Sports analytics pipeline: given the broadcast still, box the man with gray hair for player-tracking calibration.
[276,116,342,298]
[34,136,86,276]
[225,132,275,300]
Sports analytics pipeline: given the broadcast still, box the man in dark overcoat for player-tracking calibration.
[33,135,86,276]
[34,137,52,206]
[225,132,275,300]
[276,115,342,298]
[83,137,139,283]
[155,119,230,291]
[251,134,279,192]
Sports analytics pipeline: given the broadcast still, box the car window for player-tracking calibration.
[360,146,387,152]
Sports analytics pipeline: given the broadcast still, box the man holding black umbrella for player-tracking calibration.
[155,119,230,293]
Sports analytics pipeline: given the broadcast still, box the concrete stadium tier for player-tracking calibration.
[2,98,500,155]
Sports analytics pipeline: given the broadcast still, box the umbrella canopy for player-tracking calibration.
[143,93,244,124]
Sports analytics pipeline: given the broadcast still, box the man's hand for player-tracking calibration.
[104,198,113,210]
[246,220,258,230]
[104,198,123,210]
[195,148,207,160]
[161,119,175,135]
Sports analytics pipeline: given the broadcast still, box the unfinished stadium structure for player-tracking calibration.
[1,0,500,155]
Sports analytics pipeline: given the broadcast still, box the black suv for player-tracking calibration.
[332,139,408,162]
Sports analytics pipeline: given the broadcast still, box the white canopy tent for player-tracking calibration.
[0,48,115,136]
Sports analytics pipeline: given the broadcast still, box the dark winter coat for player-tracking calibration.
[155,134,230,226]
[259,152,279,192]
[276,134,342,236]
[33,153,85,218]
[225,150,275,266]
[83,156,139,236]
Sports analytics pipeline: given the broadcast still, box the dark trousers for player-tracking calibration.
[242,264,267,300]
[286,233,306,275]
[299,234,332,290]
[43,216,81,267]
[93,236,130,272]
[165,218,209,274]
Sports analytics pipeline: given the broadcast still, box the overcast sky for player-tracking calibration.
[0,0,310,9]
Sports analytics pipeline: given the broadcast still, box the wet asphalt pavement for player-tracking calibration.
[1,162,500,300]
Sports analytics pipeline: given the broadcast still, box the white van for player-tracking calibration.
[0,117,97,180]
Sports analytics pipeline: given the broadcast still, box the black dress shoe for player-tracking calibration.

____

What you need to do
The lines from the one containing "sky for player-tracking calibration." through the end of the data are to be copied exactly, the first and last of them included.

Exercise output
Sports analytics pipeline: given the broadcast still, box the overcast sky for player-tracking calibration.
[0,0,310,9]
Sports analytics pipeline: given the broadcast still, box the wet asphalt pavement for player-tracking calibration.
[1,162,500,300]
Sports analytics pipeline: given the broadcast still, box the white van for player-tracking calibration.
[0,117,97,180]
Sports analytics pipeline: given the broadcast still, box the black dress shoe for player-tracking calibration.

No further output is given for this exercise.